NEW DOCUMENTARY FROM AWARD-WINNING JOE FAB SNEAK PREVIEWS AT THE MUSEUM OF TOLERANCE IN LOS ANGELES NOT THE LAST BUTTERFLY co-produced by San Diego artist
LOS ANGELES (May 10, 2016) Emmy-nominated documentary filmmaker Joe Fab screened his latest effort, NOT The Last Butterfly, in a sneak preview at the prestigious Museum of Tolerance in Los Angeles on May 3. Fab co-directed and produced the story of a global project to memorialize the 1.5 million Jewish children murdered in the Holocaust with first-time filmmaker Cheryl Rattner Price, the San Diego-based ceramic artist behind The Butterfly Project.
Following the film’s first public viewing, a standing ovation greeted Fab, Rattner Price and Museum of Tolerance director Liebe Geft when they took the stage for what proved to be an extended and occasionally tearful discussion.

- **GIVEN TASK A**: State how many lines of the records below contain the string "metal", treating uppercase and lowercase as different. Reply with the number alone.

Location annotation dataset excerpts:

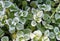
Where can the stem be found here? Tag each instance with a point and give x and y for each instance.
(54, 12)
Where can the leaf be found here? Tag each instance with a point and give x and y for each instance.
(1, 32)
(5, 38)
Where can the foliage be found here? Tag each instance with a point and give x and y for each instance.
(29, 20)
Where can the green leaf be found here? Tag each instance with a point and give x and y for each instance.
(19, 26)
(1, 32)
(5, 38)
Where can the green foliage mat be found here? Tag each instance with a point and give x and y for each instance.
(29, 20)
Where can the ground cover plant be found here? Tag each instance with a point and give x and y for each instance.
(29, 20)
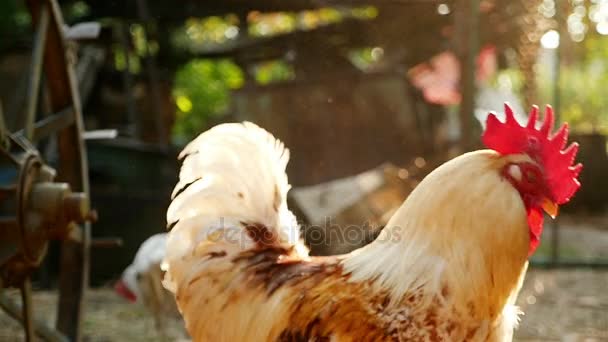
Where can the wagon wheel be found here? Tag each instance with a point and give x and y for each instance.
(47, 204)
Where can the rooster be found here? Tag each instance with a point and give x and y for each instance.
(447, 267)
(141, 282)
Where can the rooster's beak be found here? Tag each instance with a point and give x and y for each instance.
(550, 207)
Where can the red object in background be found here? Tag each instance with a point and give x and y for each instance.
(439, 78)
(122, 289)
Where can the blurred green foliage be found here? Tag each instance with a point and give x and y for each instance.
(14, 22)
(584, 100)
(201, 91)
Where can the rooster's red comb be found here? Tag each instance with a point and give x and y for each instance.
(546, 149)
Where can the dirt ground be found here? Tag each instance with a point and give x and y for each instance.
(559, 305)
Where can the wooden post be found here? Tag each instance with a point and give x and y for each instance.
(467, 45)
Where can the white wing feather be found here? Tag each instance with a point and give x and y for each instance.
(231, 174)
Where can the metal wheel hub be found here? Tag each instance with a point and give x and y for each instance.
(35, 209)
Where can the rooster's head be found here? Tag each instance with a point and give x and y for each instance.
(547, 178)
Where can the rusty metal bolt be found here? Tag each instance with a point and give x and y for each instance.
(76, 207)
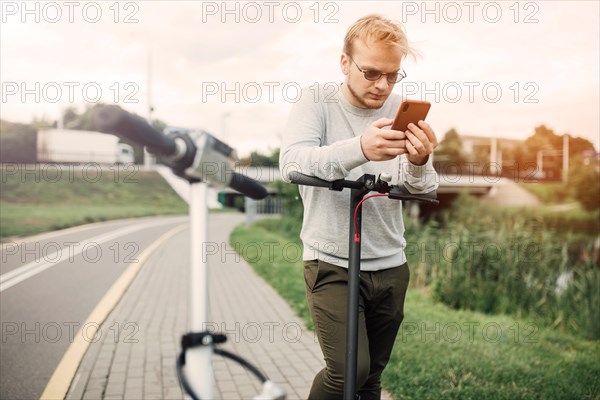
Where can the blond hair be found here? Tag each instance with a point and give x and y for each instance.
(375, 27)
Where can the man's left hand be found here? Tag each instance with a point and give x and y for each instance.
(420, 142)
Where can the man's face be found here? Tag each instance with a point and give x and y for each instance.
(375, 56)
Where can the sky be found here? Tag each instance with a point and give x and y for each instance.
(489, 68)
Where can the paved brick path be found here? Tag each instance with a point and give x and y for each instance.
(134, 357)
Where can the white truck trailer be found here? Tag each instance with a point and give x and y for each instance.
(75, 146)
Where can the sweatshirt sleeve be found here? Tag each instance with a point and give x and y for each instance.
(418, 178)
(302, 147)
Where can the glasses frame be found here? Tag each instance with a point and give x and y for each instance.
(401, 73)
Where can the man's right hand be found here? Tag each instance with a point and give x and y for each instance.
(380, 144)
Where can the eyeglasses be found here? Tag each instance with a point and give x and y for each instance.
(374, 75)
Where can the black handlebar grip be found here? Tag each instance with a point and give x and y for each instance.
(113, 119)
(400, 192)
(301, 179)
(247, 186)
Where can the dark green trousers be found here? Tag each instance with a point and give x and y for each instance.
(381, 310)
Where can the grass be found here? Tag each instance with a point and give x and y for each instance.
(550, 192)
(42, 198)
(445, 353)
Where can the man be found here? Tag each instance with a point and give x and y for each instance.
(336, 132)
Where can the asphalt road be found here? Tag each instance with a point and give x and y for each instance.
(48, 287)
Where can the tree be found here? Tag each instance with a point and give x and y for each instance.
(585, 182)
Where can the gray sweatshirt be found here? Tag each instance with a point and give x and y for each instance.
(322, 139)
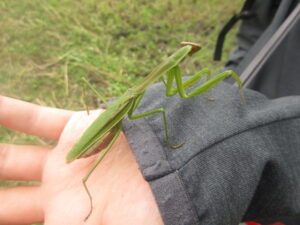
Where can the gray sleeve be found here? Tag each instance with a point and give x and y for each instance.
(239, 161)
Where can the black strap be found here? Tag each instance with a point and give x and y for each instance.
(244, 14)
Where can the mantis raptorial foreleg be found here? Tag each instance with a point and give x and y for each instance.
(117, 129)
(109, 122)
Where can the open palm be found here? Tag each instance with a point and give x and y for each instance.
(120, 194)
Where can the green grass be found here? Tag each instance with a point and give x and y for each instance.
(48, 45)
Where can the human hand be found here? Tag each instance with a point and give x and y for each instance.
(120, 194)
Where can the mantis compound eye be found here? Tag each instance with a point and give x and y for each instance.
(195, 47)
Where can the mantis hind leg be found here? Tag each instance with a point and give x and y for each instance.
(175, 73)
(118, 129)
(159, 110)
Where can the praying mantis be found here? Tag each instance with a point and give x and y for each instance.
(109, 123)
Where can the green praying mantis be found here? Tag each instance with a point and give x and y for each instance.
(109, 123)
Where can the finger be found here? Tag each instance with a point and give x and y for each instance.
(32, 119)
(20, 205)
(22, 162)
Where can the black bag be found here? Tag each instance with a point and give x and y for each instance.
(268, 53)
(267, 57)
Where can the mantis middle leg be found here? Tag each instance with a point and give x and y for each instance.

- **GIVEN TASK B**: Reproduce the full press release about the documentary, shown above, word for word.

- **SOLUTION A**: 2

- **SOLUTION B**:
NEW DOCUMENTARY FROM AWARD-WINNING JOE FAB SNEAK PREVIEWS AT THE MUSEUM OF TOLERANCE IN LOS ANGELES NOT THE LAST BUTTERFLY co-produced by San Diego artist
LOS ANGELES (May 10, 2016) Emmy-nominated documentary filmmaker Joe Fab screened his latest effort, NOT The Last Butterfly, in a sneak preview at the prestigious Museum of Tolerance in Los Angeles on May 3. Fab co-directed and produced the story of a global project to memorialize the 1.5 million Jewish children murdered in the Holocaust with first-time filmmaker Cheryl Rattner Price, the San Diego-based ceramic artist behind The Butterfly Project.
Following the film’s first public viewing, a standing ovation greeted Fab, Rattner Price and Museum of Tolerance director Liebe Geft when they took the stage for what proved to be an extended and occasionally tearful discussion.